Desde
adentro, el trip ricotero como nadie lo contó
DE AMOS,
ESCLAVOS VIOLENCIA Y MENTIRAS
Nadie sabe cómo ni por qué, pero pasa.
Y cada vez más seguido.
Una excursión para ver a los Redondos adonde sea termina casi siempre
en reporte de guerra o algo parecido.
Mientras la policía y Crónica TV se relamen cada una
en lo suyo,
pibes que son de verdad no future tiran trompadas a la oscuridad
y la banda se encierra en su propio y a esta altura inexplicable hermetismo;
las bandas, esos desangelados que son los descamisados de la era menemista,
insisten en este amor incondicional que cada vez se vuelve más
peligroso.
Todo un palo, ¿no?
FERNANDO
DADDARIO
El
fin de semana largo y ricotero empieza y termina con la misma imagen,
convertida en postal por la escenografía de la estación
de trenes de Constitución: la guardia de infantería de la
Policía Federal despidiendo y dándoles la bienvenida a los
fans de los Redondos. A cuatrocientos kilómetros o a cuatrocientos
metros del lugar donde debe concretarse el verdadero ritual de Patricio
Rey, se verifica otro muy distinto, el de una realidad que excede largamente
el rock, y que se convierte en un círculo vicioso sin salida aparente.
Medio millar de detenidos, un chico que podría quedar ciego, otro
que corre peligro de quedar parapléjico, un centenar de jóvenes
con balazos de goma, un sargento herido de bala, un par de autos incendiados,
otro par de negocios saqueados, Crónica TV, Duhalde,
el intendente Aprile, son engranajes de un viaje alucinado, motorizado
a través de una peligrosa química que incluye una mística
inexplicable, dosis de frustración, violencia irracional (pero
no gratuita) y una pizca de rocanrol auténtico.

====================

Tareas del ejercicio –
1. Responde, según la crónica sobre los fans de los Redondos:
(a) ¿En qué estación de trenes se ubica la imagen con la que empieza y termina el fin de semana largo?
(b) ¿Cuántos detenidos se mencionan?
(c) ¿Quiénes «se relamen cada una en lo suyo»?
2. Reescala los registros. Reproduce todas sus líneas y multiplica por 0,65 solo las coordenadas que van inmediatamente debajo de cada línea «# query:», redondeando al entero más cercano con las mitades hacia arriba. Las que figuran bajo «# sample of the expected form:» quedan igual.

[Ítems del conjunto de datos]
====================

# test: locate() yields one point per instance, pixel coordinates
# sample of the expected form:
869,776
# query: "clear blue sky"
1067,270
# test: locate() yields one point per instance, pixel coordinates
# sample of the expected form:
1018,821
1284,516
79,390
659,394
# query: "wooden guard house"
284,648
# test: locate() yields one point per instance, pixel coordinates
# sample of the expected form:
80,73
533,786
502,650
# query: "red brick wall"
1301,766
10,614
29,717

====================

Soluciones completas –
1.
(a) En la estación de trenes de Constitución.
(b) Medio millar.
(c) La policía y Crónica TV.

2.
# test: locate() yields one point per instance, pixel coordinates
# sample of the expected form:
869,776
# query: "clear blue sky"
694,176
# test: locate() yields one point per instance, pixel coordinates
# sample of the expected form:
1018,821
1284,516
79,390
659,394
# query: "wooden guard house"
185,421
# test: locate() yields one point per instance, pixel coordinates
# sample of the expected form:
80,73
533,786
502,650
# query: "red brick wall"
846,498
7,399
19,466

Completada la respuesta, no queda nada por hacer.